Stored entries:
--------------------------------
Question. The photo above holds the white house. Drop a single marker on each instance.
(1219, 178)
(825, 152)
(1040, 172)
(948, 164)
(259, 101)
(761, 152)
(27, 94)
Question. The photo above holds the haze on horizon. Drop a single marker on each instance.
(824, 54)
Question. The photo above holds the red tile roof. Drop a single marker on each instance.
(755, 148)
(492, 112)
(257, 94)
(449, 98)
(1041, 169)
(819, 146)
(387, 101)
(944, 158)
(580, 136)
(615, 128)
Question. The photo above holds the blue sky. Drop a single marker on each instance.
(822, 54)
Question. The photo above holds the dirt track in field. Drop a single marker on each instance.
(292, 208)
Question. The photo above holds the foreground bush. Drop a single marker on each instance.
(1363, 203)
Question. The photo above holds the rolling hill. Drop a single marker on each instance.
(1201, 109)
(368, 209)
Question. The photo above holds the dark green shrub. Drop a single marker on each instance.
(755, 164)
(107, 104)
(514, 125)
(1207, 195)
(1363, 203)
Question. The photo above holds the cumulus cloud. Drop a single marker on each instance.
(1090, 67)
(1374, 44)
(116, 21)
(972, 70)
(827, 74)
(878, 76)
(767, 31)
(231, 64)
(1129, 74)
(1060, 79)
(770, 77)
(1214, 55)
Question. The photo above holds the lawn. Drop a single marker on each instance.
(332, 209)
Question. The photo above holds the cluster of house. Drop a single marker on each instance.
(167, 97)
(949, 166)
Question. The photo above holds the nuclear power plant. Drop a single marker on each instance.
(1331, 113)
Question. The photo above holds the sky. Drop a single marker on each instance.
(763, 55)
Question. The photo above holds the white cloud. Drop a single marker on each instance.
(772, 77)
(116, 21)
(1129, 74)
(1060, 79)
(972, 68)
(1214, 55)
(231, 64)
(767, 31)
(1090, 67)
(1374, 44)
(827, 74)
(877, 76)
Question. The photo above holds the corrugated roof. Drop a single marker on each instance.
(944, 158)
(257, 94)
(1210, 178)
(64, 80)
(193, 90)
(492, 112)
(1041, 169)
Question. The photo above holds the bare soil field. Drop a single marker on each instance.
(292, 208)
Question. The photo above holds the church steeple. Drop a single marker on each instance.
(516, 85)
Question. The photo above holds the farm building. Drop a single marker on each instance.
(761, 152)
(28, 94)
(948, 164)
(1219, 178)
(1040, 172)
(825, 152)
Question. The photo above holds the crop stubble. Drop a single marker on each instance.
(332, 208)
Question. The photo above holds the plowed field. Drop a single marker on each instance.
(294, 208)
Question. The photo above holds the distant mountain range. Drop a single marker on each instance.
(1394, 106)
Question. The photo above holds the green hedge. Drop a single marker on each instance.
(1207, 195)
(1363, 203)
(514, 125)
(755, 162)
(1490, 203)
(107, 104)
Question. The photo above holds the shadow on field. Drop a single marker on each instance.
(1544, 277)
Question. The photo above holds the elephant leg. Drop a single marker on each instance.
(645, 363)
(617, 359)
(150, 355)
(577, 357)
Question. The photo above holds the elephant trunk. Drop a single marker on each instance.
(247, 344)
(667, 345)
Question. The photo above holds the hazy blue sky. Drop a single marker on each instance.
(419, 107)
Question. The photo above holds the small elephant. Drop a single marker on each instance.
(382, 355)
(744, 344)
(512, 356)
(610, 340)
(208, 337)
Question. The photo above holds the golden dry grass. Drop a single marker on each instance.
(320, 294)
--------------------------------
WHAT YOU NEED TO DO: Take the line with "Question. The photo above holds the shadow" and every line after it in the data, and please reproduce them exactly, leaving out all other lines.

TASK RESULT:
Question. The photo above holds the shadow on field. Drop a single marker on each instance.
(1544, 277)
Question. The photo above holds the elephant leg. Drop a single marker on each instance.
(645, 363)
(617, 359)
(150, 355)
(577, 357)
Question. The photo above holds the elephant trunk. Drop a single marker on each instance.
(247, 344)
(667, 345)
Question. The photo above holds the hazy blue sky. Drop a single marker on each instance.
(419, 107)
Question. The photo above holds the small elephant. Drop a single marker on each instance.
(382, 355)
(744, 344)
(512, 356)
(610, 340)
(208, 337)
Question. The photo above holds the golden dry grass. Drop a single marker on each instance.
(320, 294)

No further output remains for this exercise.